### EXCERPTED RECORDS
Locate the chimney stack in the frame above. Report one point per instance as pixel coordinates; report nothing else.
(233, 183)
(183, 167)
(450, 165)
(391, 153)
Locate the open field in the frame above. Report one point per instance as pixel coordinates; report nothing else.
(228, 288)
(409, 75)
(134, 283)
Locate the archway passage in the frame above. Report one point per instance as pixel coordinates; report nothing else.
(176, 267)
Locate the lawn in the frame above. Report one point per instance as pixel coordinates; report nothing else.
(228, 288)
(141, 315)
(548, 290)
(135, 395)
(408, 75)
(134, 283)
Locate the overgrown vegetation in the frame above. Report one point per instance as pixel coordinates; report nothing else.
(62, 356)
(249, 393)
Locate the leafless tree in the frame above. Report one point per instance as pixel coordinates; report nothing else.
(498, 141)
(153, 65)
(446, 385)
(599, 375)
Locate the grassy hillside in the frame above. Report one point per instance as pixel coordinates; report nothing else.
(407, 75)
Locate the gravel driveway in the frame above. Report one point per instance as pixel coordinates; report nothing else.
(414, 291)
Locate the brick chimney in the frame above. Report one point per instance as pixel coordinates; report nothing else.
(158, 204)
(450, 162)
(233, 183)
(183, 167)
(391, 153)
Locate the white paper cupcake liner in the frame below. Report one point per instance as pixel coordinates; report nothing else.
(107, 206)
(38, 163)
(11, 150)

--

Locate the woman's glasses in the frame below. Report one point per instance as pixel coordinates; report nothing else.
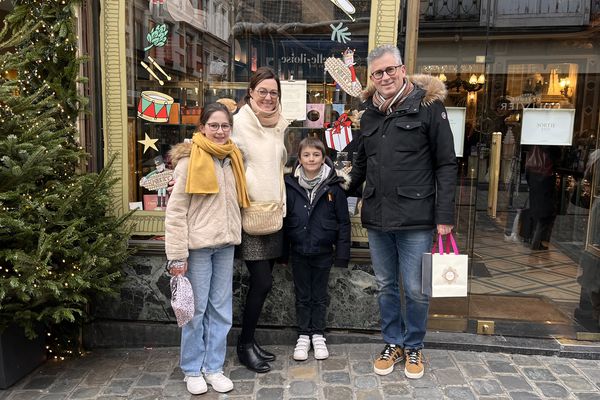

### WHAT IS NEEDED
How many lines of the material above contain the word "pixel"? Give only the number.

### EXERCISE OUTPUT
11